Exercise prompt: Your answer must consist of exactly the lines below, starting with the line with "of every tree" and going on through the line with "every boy's face", and nothing else.

Stored data entries
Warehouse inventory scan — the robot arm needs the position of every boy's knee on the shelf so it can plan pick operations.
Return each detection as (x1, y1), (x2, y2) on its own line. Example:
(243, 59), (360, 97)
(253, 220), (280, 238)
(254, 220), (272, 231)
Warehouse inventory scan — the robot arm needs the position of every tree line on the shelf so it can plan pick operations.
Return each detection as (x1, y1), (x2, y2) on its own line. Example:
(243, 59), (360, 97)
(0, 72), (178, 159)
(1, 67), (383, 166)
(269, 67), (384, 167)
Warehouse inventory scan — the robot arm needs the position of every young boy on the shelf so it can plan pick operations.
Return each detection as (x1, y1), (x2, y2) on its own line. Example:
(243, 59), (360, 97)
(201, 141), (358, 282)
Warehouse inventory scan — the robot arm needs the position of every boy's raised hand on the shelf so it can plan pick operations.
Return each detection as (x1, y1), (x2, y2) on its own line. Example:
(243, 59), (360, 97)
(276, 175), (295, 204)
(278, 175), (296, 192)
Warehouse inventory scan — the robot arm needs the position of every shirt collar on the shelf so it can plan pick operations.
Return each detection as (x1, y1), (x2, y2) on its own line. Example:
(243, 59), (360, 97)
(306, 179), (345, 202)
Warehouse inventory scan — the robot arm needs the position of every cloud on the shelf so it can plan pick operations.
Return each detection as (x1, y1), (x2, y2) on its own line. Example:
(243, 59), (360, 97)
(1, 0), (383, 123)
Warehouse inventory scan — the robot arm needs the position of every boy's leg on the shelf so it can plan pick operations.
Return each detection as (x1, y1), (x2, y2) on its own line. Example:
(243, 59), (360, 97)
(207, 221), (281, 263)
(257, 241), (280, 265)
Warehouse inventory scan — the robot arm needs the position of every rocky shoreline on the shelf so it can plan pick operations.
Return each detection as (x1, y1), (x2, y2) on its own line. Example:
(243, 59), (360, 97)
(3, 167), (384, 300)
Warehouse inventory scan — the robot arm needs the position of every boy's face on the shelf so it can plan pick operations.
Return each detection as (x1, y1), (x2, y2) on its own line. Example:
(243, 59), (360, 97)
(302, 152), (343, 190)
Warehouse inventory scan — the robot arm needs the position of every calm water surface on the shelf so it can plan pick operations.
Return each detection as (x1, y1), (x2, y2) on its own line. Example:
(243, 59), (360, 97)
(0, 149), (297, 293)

Exercise output:
Warehouse inventory scan — the robot arm needs the position of every tree line on the shelf so it can plan pick operations.
Return each detection as (x1, y1), (x2, y2) on its own line. Example:
(243, 59), (360, 97)
(0, 72), (178, 159)
(1, 67), (383, 166)
(269, 67), (384, 167)
Warehouse inventory scan — the robot arm needs the position of every young boy on the shelf so it can plan pick operations.
Return each detection as (x1, y1), (x2, y2) on its own line. Example:
(243, 59), (360, 97)
(201, 141), (358, 282)
Warehouse inventory scan — the robot arm needs the position of every boy's raised hand on the shelf so it can plan pick operations.
Return each detection as (x1, y1), (x2, y2) on its own line. Example:
(243, 59), (360, 97)
(276, 175), (295, 204)
(278, 175), (296, 192)
Warehouse inventory scan — the robot arm needs the position of every shirt collar on the shelf so it can plan pick operations.
Return each detection as (x1, y1), (x2, y2) on its own line. Example:
(243, 59), (360, 97)
(306, 179), (345, 202)
Warehouse inventory scan — the robot arm needs the position of every cloud on the shelf so it can plan pick operations.
Return each detection as (x1, y1), (x2, y2) on its own line. Example:
(243, 59), (360, 97)
(1, 0), (383, 123)
Warehouse inventory scan — the robot arm needs the position of every boy's leg on the shelf so it can plan pick operations.
Return each detection as (x1, y1), (x2, y2) on its own line. Example:
(243, 59), (360, 97)
(207, 221), (281, 263)
(257, 241), (280, 265)
Warehouse inventory scan — the robot arm needs the position of every rocky shoreline on the shelf so it can plan pick operations.
Return each detection as (x1, y1), (x2, y2) on its own line. Example:
(243, 59), (360, 97)
(3, 167), (384, 300)
Warehouse inventory scan — the robot arm needs the position of every boy's face on the shelf so it can plan pick operations.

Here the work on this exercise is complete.